When running workshops on the subject of SQL Query Performance the first question I always ask is how do we measure the performance of a query? Or to look at it another way – how do we measure the resources it consumes?
Attendees have come up with a range of answers from “With a stopwatch” (which I like a lot) to the slightly more technical “Using Profiler”. I like the first answer just because that’s where we all start. We run something from an application and we literally time how long it takes, or we run something in SSMS and we use the counter near the bottom right of our query window to tell us how long it took. We may even run something 100 times in a loop and capture the overall time so we can take an average.
SQL Server Profiler is also good when trying to capture what is actually happening in a given environment.
# # # # # # #
**Problem 1:** In the passage on SQL query performance, which attendee answer does the author say they like a lot?
**Problem 2:** Continue the passage on measuring SQL query performance from where it stops.

**Collected data:**
# # # # # # #
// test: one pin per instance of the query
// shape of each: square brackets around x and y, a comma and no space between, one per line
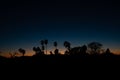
# # # # # # #
**Task response 1:** "With a stopwatch."

**Task response 2:**
But there is a better way…
Using STATISTICS commands
When we’re working on a query in SSMS there is an easier, more accurate, and more detailed approach than any of the others available, which is to use the following two commands:
SET STATISTICS TIME ON;
This command tells SSMS to capture the consumed CPU time and elapsed time related to any queries you subsequently run in that query window. The output is sent to the Messages tab.
SET STATISTICS IO ON;
This command tell SSMS to capture the amount of data read from disk or memory by any subsequent queries in that window. Again the output is sent to the Messages tab.
Let’s look at some quick examples. For these I’ll use the StackOverflow database (here’s a post from Brent Ozar on how you can download this database for your own use https://www.brentozar.com/archive/2015/10/how-to-download-the-stack-overflow-database-via-bittorrent/):
SET STATISTICS TIME ON;
SELECT COUNT(*) FROM dbo.Users;
Output:
SQL Server parse and compile time:
CPU time = 0 ms, elapsed time = 1 ms.
(1 row(s) affected)
SQL Server Execution Times:
CPU time = 422 ms, elapsed time = 2296 ms.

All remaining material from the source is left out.